- [Short problem A] In the Keith Armstrong biography below, what year did he win the Kate Collingwood Bursary Award?
- [Short problem B] Render this sentence from the Keith Armstrong biography below in Spanish: "He was the Judge for the Sid Chaplin Short Story Awards in 2000."

- [Passage given]
--
Monday, September
15th, 2003 - Keith Armstrong and Paul Summers
A strong wind of poetry from North-East England
KEITH
ARMSTRONG was born in Newcastle upon Tyne, where he has
worked as a community worker, poet and publisher. Armstrong
is coordinator of the Northern Voices creative writing and
community publishing project which specializes in recording
the experiences of people in the North East of England. He
was founder of the Strong Words and Durham Voices community
publishing series and of Tyneside Street Press, and he has
recently compiled and edited books on the Durham Miners' Gala
and on the former mining communities of County Durham. He
was Year of the Artist 2000 poet-in-residence at Hexham Races.
He has written for music-theatre productions, including 'O'er
the Hills' and 'Wor Jackie' (1988) for Northumberland Theatre
Company; 'Pig's Meat' (1997 & 2000) for Bruvvers Theatre
Company; and 'The Roker Roar' (1998) for Monkwearmouth Youth
Theatre Company. He won the Kate Collingwood Bursary Award
in 1986. He worked as a Community Arts Development Worker
in East Durham for 6 years in the 1980s and has long pioneered
cultural exchanges with Durham's twinning partners, particularly
Tuebingen and Nordenham in Germany and Ivry-sur-Seine and
Amiens in France, as well as with Newcastle's Dutch twin-city
of Groningen. He has won Northern Arts Awards to visit Berlin
in 1990 and in 2001 to pursue his studies of Dutch regional
culture. His travels to Denmark, Germany, Holland and Sweden
have also been supported by the British Council. He was the
Judge for the Sid Chaplin Short Story Awards in 2000. He often
works with folk-musicians from North East England, including
Jez Lowe, Marie Little, and George Welch, and he has written
the lyrics for an album by folk-rock band 'The Whisky Priests',
with whom he has toured extensively in The Netherlands.
--
- [Records provided]
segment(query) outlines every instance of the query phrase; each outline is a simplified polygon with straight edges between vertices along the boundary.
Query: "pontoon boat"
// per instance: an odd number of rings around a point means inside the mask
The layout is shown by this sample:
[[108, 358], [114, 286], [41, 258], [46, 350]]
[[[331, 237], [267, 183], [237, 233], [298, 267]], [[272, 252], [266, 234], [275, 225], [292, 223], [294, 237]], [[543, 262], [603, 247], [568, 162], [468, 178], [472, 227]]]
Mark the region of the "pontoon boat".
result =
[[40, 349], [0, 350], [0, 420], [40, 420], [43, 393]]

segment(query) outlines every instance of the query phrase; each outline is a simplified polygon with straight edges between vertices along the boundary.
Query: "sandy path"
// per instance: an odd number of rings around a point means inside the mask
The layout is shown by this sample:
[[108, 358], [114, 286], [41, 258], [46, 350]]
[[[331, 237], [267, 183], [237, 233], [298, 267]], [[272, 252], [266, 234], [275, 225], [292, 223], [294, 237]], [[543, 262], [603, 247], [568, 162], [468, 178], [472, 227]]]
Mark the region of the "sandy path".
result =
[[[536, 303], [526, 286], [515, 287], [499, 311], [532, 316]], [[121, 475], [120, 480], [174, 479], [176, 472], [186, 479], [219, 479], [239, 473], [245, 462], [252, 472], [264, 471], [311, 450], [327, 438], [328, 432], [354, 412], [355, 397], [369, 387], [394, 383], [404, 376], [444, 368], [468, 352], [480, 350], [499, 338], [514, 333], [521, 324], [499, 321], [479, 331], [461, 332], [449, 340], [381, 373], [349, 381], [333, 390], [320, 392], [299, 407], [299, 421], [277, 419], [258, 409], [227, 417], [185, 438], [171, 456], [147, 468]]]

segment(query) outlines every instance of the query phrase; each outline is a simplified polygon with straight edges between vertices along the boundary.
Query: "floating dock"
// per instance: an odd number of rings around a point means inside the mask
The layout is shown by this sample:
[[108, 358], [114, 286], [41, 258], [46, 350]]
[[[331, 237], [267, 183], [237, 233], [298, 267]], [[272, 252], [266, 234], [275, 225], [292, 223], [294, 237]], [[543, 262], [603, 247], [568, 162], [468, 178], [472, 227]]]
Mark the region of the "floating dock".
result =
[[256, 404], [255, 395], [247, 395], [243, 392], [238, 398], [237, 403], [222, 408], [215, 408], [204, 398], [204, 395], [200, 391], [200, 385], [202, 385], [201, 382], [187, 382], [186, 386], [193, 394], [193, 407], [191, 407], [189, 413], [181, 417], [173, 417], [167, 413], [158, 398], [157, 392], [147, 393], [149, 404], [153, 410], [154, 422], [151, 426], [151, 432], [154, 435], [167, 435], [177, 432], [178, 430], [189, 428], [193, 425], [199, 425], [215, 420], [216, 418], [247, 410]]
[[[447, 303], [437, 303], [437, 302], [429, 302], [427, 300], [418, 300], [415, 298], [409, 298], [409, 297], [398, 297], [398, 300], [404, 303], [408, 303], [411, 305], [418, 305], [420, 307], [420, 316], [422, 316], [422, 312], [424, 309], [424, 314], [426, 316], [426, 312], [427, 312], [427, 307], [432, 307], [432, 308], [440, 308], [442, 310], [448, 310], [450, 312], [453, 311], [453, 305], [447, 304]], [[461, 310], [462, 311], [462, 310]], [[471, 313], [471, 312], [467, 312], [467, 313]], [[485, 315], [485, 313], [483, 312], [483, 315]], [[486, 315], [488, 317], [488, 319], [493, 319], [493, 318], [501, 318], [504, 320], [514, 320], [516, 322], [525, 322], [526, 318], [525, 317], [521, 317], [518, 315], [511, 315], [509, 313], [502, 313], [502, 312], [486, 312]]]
--
- [Correct output A] 1986

- [Correct output B] Fue el juez de los Premios de Relato Corto Sid Chaplin en 2000.